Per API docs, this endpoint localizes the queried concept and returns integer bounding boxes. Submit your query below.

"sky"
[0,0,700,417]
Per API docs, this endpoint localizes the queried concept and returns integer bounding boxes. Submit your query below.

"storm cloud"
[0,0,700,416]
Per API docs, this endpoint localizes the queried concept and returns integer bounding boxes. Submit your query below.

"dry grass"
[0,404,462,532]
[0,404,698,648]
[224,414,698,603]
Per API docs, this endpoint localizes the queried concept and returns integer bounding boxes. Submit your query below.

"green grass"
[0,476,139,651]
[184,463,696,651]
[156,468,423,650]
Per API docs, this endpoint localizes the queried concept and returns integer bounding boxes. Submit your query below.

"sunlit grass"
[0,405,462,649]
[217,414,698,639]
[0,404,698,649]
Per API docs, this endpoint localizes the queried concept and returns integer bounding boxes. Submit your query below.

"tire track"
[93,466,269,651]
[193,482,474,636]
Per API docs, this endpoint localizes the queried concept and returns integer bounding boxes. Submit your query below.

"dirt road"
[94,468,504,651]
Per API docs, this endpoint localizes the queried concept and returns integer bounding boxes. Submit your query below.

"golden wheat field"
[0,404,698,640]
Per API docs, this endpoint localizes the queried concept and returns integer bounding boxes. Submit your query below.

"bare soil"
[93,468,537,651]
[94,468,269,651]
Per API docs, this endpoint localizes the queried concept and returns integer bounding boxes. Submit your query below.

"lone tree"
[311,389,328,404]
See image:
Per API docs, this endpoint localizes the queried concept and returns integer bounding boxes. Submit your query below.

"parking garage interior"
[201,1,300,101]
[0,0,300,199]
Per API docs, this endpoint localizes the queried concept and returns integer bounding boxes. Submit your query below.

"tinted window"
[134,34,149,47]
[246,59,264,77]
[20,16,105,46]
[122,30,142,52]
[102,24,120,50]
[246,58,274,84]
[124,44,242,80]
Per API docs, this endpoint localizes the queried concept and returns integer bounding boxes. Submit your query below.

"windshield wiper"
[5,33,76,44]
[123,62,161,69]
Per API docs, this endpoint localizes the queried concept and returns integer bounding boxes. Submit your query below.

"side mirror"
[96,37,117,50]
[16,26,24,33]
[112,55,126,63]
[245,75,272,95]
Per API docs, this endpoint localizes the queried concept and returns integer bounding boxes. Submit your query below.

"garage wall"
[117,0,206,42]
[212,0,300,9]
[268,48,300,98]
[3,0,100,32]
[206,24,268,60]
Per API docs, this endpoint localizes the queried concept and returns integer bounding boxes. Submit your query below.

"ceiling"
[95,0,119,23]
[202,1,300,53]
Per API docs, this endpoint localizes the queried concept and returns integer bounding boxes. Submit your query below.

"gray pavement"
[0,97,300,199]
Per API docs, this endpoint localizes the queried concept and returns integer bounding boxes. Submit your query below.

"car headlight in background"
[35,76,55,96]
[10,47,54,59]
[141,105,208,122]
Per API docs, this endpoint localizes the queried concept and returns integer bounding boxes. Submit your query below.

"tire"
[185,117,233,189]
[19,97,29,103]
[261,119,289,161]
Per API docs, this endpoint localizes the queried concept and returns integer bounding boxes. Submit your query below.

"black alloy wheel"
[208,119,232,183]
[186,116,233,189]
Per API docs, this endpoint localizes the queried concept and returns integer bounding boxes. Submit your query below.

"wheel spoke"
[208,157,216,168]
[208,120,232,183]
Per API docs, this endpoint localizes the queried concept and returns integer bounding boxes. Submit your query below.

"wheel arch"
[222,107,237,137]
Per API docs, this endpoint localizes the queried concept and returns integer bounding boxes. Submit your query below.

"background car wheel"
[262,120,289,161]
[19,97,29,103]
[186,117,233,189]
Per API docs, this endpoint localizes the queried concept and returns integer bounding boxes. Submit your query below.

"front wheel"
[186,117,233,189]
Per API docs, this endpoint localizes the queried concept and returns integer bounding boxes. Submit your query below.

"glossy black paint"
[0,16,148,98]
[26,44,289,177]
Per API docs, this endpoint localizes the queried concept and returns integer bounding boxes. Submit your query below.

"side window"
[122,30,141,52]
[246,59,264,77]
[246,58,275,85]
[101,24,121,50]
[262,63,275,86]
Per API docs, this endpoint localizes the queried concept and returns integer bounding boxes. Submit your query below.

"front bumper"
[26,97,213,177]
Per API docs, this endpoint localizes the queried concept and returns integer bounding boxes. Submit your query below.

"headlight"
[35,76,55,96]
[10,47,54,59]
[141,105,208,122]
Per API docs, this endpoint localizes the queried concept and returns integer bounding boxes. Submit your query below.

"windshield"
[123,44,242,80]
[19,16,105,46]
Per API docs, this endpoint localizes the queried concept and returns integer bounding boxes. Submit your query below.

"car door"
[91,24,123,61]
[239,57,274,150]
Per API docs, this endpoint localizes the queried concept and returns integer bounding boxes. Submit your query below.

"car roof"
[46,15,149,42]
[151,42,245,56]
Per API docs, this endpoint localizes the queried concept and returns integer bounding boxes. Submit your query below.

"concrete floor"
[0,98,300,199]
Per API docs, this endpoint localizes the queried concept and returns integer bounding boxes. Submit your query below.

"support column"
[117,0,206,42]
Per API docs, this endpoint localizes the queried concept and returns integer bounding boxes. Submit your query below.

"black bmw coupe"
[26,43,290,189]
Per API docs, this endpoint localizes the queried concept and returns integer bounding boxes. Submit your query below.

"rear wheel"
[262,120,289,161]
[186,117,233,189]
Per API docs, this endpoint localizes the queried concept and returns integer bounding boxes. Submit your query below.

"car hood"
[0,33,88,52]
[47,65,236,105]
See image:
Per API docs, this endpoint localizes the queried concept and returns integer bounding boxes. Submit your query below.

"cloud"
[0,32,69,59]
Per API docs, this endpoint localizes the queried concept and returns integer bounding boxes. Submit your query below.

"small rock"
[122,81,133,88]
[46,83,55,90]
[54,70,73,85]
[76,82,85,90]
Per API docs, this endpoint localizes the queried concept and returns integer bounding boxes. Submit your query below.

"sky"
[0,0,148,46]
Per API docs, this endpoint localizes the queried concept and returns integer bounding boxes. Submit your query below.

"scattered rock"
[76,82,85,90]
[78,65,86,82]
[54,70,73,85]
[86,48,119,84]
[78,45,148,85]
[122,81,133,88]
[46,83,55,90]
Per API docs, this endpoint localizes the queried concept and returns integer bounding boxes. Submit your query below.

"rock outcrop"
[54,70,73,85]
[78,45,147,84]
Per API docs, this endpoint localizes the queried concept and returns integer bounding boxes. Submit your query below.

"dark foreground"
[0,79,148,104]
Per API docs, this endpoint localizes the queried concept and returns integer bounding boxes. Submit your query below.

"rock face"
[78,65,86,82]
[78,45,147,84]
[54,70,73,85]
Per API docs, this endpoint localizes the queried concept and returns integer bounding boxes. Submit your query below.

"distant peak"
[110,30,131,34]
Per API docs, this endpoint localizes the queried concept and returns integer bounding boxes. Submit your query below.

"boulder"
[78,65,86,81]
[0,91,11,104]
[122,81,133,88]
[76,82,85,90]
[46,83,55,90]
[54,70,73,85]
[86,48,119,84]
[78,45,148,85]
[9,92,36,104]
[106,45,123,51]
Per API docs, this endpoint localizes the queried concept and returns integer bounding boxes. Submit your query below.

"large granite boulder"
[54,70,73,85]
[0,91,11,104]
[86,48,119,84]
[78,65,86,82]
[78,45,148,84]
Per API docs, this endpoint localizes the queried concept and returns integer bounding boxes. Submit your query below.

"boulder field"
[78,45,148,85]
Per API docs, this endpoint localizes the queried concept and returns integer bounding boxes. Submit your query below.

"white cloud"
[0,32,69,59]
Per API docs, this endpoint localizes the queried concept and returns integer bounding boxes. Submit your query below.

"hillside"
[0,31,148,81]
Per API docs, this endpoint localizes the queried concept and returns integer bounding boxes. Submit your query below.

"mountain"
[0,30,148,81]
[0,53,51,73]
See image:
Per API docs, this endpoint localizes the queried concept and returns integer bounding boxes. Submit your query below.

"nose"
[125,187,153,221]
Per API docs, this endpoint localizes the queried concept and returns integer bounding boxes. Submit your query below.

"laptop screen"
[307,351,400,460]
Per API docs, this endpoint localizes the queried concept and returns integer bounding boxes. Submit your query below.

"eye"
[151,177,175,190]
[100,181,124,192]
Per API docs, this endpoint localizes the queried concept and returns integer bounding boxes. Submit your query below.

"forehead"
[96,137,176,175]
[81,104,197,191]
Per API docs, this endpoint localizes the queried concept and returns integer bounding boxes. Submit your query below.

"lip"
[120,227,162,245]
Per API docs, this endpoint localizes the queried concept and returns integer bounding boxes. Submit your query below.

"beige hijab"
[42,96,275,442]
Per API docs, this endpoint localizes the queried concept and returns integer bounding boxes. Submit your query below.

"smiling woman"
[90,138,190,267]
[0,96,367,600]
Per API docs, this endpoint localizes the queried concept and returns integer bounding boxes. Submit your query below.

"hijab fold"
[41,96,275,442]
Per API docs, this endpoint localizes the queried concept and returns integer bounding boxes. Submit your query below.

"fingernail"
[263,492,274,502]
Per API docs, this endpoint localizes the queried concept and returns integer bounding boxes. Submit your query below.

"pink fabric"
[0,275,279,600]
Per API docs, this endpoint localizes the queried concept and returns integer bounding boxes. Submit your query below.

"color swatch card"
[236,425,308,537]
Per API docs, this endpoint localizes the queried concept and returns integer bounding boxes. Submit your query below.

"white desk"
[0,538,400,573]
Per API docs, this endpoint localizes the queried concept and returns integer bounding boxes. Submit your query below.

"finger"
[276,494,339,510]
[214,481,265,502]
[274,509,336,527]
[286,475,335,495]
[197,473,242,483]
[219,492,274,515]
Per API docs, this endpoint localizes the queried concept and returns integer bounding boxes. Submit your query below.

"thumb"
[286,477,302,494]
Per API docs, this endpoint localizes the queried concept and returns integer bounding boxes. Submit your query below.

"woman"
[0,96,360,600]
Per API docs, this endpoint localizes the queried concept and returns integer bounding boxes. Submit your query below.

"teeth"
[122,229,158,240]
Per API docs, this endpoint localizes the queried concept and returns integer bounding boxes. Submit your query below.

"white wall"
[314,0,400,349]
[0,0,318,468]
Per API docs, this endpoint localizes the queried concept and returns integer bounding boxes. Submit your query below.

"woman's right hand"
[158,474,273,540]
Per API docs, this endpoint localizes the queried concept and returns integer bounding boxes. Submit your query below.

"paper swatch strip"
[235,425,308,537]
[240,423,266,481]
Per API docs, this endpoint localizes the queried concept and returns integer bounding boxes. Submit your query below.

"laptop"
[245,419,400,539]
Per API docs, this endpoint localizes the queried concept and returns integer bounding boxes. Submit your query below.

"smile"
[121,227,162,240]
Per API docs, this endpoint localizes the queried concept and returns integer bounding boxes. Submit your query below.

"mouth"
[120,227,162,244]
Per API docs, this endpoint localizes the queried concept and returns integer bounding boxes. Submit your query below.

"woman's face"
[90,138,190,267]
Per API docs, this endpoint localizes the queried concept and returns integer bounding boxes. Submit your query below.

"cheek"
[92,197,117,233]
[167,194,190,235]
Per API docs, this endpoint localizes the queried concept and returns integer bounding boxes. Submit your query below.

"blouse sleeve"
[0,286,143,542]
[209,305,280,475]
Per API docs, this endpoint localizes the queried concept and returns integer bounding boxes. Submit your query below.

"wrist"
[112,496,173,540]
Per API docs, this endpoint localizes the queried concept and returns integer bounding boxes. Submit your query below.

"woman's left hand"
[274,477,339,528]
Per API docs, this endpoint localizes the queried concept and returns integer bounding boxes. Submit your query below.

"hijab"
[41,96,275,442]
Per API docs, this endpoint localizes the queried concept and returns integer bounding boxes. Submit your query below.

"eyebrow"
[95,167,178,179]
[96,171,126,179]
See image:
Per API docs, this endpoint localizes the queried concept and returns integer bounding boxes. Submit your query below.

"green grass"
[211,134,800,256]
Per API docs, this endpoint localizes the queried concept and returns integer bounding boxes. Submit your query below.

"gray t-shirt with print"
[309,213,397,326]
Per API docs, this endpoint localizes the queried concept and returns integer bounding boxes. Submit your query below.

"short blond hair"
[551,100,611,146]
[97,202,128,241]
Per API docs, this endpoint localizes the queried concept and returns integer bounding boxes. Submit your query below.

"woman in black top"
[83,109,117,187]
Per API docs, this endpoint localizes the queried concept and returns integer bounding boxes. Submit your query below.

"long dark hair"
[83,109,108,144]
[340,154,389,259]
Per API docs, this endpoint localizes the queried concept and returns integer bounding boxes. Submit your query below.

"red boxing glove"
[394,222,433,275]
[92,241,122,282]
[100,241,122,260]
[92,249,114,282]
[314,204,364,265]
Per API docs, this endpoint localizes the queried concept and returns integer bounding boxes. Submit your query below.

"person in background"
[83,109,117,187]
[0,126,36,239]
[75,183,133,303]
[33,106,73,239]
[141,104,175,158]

• [Aim] Reproduce the lines from the first one up to and including the line with "[193,482,474,636]", with "endpoint" replaced by "service" and everything else unchanged.

• [Task solution]
Per API docs, this service localizes the queried concept and returns integer bounding boxes. Submit your query below.

"sky"
[0,0,700,417]
Per API docs, this service localizes the queried concept and returns integer bounding boxes. Submit your query below.

"storm cloud"
[0,0,700,416]
Per API docs, this service localizes the queried concept and returns integer bounding boxes. Submit your query below.

"dry grass"
[0,404,462,532]
[0,404,698,648]
[224,414,698,603]
Per API docs, this service localizes the queried concept and returns integer bounding boxes. Submit your query below.

"green grass"
[0,476,139,651]
[184,463,696,651]
[156,468,423,650]
Per API docs, this service localizes the queried concept and returns integer bounding boxes. Submit your query below.

"sunlit grass"
[0,405,462,649]
[217,414,698,639]
[0,404,698,649]
Per API docs, this service localizes the queried concept and returns integer bounding boxes. Submit your query below.

"tire track"
[93,466,269,651]
[193,482,474,636]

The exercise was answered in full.